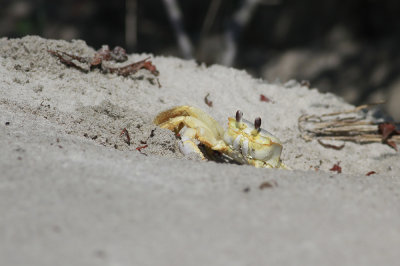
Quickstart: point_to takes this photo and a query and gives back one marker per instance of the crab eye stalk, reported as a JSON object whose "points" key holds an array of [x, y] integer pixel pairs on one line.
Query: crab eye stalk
{"points": [[257, 123], [239, 115]]}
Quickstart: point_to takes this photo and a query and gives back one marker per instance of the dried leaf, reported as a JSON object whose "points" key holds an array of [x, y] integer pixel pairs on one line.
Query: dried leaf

==========

**EXERCISE**: The lines that mention the word "instance" should be pulled from the records above.

**OUTPUT FOR THIS TASK**:
Quickstart: point_to takes this photo and a query and gives back one marker per instance of the crab eye stalk, reported as a JSON object whose "points" key holds an array of [x, y] integer pixel pairs on one line.
Quickstart: point_to takes this photo and a query and gives back one marker per instance of the dried leaf, reported as a JSON object whose "points" key holds an array of [x, y] integer pixel pairs on one line.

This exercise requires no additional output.